- **WHAT THE TASK REQUIRES**:
Every record below, from first to last: print it exactly as shown.

------------------------------------------------------------

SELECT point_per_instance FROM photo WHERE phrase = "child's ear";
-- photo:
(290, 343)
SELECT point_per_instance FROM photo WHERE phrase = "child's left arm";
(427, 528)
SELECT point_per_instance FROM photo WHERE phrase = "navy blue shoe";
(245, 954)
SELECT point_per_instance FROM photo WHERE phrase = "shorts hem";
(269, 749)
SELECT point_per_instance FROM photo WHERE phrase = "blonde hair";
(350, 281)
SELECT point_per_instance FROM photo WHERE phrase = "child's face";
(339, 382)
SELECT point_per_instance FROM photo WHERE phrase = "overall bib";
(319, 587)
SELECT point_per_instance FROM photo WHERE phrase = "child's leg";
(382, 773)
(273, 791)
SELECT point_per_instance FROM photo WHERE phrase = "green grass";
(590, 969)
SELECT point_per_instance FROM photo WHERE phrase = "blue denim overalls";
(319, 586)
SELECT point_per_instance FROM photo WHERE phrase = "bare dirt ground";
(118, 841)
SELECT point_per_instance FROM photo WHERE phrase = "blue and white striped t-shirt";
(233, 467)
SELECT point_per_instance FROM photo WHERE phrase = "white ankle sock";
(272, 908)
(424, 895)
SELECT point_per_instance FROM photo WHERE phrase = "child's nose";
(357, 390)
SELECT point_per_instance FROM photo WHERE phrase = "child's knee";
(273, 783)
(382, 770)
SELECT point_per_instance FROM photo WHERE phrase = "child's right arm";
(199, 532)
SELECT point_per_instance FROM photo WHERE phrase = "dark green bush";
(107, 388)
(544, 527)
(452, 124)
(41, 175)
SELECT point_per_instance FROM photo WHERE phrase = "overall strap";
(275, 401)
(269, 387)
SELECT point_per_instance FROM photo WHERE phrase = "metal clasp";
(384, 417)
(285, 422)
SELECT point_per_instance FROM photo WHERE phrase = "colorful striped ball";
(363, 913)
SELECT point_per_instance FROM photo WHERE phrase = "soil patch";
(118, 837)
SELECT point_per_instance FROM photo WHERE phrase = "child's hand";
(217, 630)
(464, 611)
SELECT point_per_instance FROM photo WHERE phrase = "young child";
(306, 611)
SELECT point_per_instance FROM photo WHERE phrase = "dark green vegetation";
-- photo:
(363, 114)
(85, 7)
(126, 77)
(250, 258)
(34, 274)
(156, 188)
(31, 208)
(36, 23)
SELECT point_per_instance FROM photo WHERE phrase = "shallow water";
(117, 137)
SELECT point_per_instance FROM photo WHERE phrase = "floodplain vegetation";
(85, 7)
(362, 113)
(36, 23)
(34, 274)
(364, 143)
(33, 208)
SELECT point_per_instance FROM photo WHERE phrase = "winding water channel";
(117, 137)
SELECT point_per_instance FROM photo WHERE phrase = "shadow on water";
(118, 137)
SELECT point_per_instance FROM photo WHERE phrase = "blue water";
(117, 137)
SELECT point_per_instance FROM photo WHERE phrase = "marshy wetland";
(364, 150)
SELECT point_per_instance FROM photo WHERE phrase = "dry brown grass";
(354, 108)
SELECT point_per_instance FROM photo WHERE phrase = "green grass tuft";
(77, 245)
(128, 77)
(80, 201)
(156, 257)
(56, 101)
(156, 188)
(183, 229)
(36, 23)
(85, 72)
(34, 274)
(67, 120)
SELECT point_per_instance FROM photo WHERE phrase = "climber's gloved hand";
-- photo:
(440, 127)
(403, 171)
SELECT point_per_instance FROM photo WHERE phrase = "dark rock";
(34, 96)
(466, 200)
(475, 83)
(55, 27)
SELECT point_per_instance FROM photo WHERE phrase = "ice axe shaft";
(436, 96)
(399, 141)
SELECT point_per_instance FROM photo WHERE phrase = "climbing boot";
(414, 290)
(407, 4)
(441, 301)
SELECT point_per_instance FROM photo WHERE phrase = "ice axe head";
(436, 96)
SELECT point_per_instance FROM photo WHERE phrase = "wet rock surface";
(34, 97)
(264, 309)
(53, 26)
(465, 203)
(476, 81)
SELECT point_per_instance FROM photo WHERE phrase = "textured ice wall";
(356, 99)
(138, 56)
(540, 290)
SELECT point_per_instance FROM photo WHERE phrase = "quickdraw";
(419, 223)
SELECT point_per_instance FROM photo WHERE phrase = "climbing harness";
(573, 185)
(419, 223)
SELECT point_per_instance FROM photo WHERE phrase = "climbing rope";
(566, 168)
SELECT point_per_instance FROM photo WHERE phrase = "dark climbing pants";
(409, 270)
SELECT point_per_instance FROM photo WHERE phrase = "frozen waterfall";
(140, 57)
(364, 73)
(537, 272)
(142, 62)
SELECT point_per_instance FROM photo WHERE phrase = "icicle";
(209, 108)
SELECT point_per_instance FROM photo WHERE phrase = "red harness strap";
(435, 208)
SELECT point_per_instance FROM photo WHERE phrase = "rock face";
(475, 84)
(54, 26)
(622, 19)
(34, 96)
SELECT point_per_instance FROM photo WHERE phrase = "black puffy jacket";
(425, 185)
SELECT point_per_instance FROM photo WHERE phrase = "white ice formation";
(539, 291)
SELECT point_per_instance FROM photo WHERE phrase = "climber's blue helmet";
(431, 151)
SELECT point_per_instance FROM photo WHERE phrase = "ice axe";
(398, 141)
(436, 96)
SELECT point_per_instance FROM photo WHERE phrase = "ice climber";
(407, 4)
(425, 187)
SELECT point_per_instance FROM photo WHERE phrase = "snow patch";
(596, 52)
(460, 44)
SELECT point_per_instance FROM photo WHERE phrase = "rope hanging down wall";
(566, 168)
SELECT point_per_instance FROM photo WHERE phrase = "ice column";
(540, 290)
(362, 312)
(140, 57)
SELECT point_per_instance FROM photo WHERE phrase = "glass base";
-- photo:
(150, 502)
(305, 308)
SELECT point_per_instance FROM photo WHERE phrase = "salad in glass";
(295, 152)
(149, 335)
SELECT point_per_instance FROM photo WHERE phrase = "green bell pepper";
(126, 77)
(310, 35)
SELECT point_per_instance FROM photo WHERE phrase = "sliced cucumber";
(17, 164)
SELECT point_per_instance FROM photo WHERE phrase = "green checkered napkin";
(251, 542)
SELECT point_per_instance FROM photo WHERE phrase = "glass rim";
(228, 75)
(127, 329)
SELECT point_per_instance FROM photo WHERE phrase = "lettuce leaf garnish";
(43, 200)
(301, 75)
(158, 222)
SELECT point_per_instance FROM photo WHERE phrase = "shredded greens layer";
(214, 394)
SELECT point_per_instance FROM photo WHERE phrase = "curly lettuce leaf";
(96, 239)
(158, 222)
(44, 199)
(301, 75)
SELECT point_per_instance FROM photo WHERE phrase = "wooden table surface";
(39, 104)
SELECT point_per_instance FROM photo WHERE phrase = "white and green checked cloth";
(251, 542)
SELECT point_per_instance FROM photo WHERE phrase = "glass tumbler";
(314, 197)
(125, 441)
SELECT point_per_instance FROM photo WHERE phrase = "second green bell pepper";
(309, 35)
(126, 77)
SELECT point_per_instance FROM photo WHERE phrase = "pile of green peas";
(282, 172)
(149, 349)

------------------------------------------------------------

- **SOLUTION FOR THIS TASK**:
SELECT point_per_instance FROM photo WHERE phrase = "child's ear";
-- photo:
(290, 343)
SELECT point_per_instance FROM photo WHERE phrase = "child's left arm";
(427, 528)
SELECT point_per_instance FROM photo WHERE phrase = "navy blue shoe";
(245, 954)
SELECT point_per_instance FROM photo WHERE phrase = "shorts hem";
(269, 749)
SELECT point_per_instance FROM photo WHERE phrase = "blonde hair";
(350, 281)
SELECT point_per_instance FROM photo WHERE phrase = "child's face";
(339, 382)
SELECT point_per_instance FROM photo WHERE phrase = "overall bib";
(319, 587)
SELECT point_per_instance FROM photo WHERE phrase = "child's leg";
(382, 773)
(273, 791)
SELECT point_per_instance FROM photo WHERE phrase = "green grass";
(590, 969)
SELECT point_per_instance FROM photo WHERE phrase = "blue denim overalls";
(319, 586)
SELECT point_per_instance FROM photo WHERE phrase = "bare dirt ground";
(118, 841)
SELECT point_per_instance FROM photo WHERE phrase = "blue and white striped t-shirt";
(233, 467)
SELECT point_per_instance FROM photo WHERE phrase = "white ankle sock";
(272, 908)
(424, 895)
SELECT point_per_instance FROM photo WHERE phrase = "child's nose";
(357, 390)
SELECT point_per_instance FROM photo WHERE phrase = "child's knee";
(273, 783)
(382, 770)
SELECT point_per_instance FROM photo WHERE phrase = "child's right arm";
(199, 532)
SELECT point_per_instance FROM photo WHERE phrase = "dark green bush";
(107, 388)
(544, 527)
(452, 124)
(41, 175)
SELECT point_per_instance FROM photo WHERE phrase = "overall strap";
(275, 401)
(269, 387)
SELECT point_per_instance FROM photo WHERE phrase = "metal clasp";
(384, 417)
(285, 422)
SELECT point_per_instance FROM photo WHERE phrase = "colorful striped ball";
(363, 913)
SELECT point_per_instance FROM photo WHERE phrase = "soil patch";
(118, 837)
SELECT point_per_instance FROM photo WHERE phrase = "child's hand";
(217, 630)
(464, 611)
SELECT point_per_instance FROM photo WHERE phrase = "young child";
(306, 611)
SELECT point_per_instance FROM photo WHERE phrase = "dark green vegetation";
-- photo:
(363, 114)
(85, 7)
(126, 77)
(250, 258)
(34, 274)
(156, 188)
(31, 208)
(36, 23)
SELECT point_per_instance FROM photo WHERE phrase = "shallow water";
(117, 137)
SELECT point_per_instance FROM photo WHERE phrase = "floodplain vegetation";
(85, 7)
(362, 113)
(36, 23)
(34, 274)
(364, 143)
(33, 208)
SELECT point_per_instance FROM photo WHERE phrase = "winding water channel";
(117, 137)
SELECT point_per_instance FROM photo WHERE phrase = "shadow on water";
(118, 137)
SELECT point_per_instance FROM photo WHERE phrase = "blue water";
(117, 137)
SELECT point_per_instance FROM photo WHERE phrase = "marshy wetland";
(364, 150)
SELECT point_per_instance FROM photo WHERE phrase = "dry brown grass";
(354, 108)
SELECT point_per_instance FROM photo WHERE phrase = "green grass tuft";
(77, 245)
(128, 77)
(80, 201)
(156, 257)
(56, 101)
(156, 188)
(183, 229)
(36, 23)
(85, 72)
(34, 274)
(67, 120)
SELECT point_per_instance FROM photo WHERE phrase = "climber's gloved hand";
-- photo:
(440, 127)
(403, 171)
SELECT point_per_instance FROM photo WHERE phrase = "dark rock";
(34, 96)
(466, 200)
(475, 83)
(55, 27)
SELECT point_per_instance FROM photo WHERE phrase = "ice axe shaft";
(436, 96)
(399, 141)
SELECT point_per_instance FROM photo WHERE phrase = "climbing boot";
(414, 290)
(407, 4)
(441, 301)
SELECT point_per_instance FROM photo WHERE phrase = "ice axe head";
(436, 96)
SELECT point_per_instance FROM photo WHERE phrase = "wet rock surface";
(34, 97)
(264, 309)
(53, 26)
(465, 203)
(476, 81)
SELECT point_per_instance FROM photo WHERE phrase = "textured ice wall";
(356, 99)
(138, 56)
(540, 290)
SELECT point_per_instance FROM photo WHERE phrase = "quickdraw";
(419, 223)
SELECT point_per_instance FROM photo WHERE phrase = "climbing harness";
(573, 185)
(419, 223)
SELECT point_per_instance FROM photo WHERE phrase = "climbing rope";
(566, 168)
SELECT point_per_instance FROM photo WHERE phrase = "dark climbing pants";
(409, 270)
SELECT point_per_instance FROM photo WHERE phrase = "frozen waterfall";
(140, 57)
(364, 73)
(537, 272)
(142, 62)
SELECT point_per_instance FROM photo WHERE phrase = "icicle";
(209, 108)
SELECT point_per_instance FROM photo WHERE phrase = "red harness strap";
(435, 208)
SELECT point_per_instance FROM photo WHERE phrase = "rock face";
(475, 84)
(54, 26)
(622, 19)
(34, 96)
SELECT point_per_instance FROM photo WHERE phrase = "black puffy jacket";
(425, 185)
SELECT point_per_instance FROM photo WHERE phrase = "white ice formation";
(539, 291)
SELECT point_per_instance FROM photo WHERE phrase = "climber's blue helmet";
(431, 151)
SELECT point_per_instance FROM photo WHERE phrase = "ice axe";
(398, 141)
(436, 96)
SELECT point_per_instance FROM photo WHERE phrase = "ice climber";
(407, 4)
(425, 187)
SELECT point_per_instance FROM photo WHERE phrase = "snow patch";
(596, 52)
(460, 44)
SELECT point_per_instance FROM photo WHERE phrase = "rope hanging down wall";
(566, 168)
SELECT point_per_instance FROM photo WHERE phrase = "ice column";
(540, 290)
(362, 312)
(140, 57)
SELECT point_per_instance FROM photo WHERE phrase = "glass base";
-- photo:
(150, 502)
(305, 308)
SELECT point_per_instance FROM photo WHERE phrase = "salad in glass";
(295, 152)
(149, 335)
SELECT point_per_instance FROM photo WHERE phrase = "green bell pepper";
(126, 77)
(310, 35)
SELECT point_per_instance FROM photo WHERE phrase = "sliced cucumber";
(17, 164)
SELECT point_per_instance FROM photo WHERE phrase = "green checkered napkin";
(251, 542)
SELECT point_per_instance FROM photo WHERE phrase = "glass rim";
(228, 75)
(127, 329)
SELECT point_per_instance FROM photo WHERE phrase = "lettuce leaf garnish";
(43, 200)
(301, 75)
(158, 222)
SELECT point_per_instance FROM photo WHERE phrase = "shredded greens layer";
(214, 394)
SELECT point_per_instance FROM photo WHERE phrase = "curly lettuce leaf";
(96, 239)
(158, 222)
(44, 199)
(301, 75)
SELECT point_per_instance FROM photo WHERE phrase = "wooden table surface";
(39, 104)
SELECT point_per_instance FROM photo WHERE phrase = "white and green checked cloth";
(251, 542)
SELECT point_per_instance FROM photo WHERE phrase = "glass tumbler";
(314, 197)
(125, 441)
SELECT point_per_instance FROM photo WHERE phrase = "second green bell pepper";
(309, 35)
(126, 77)
SELECT point_per_instance FROM photo WHERE phrase = "pile of green peas";
(282, 172)
(149, 349)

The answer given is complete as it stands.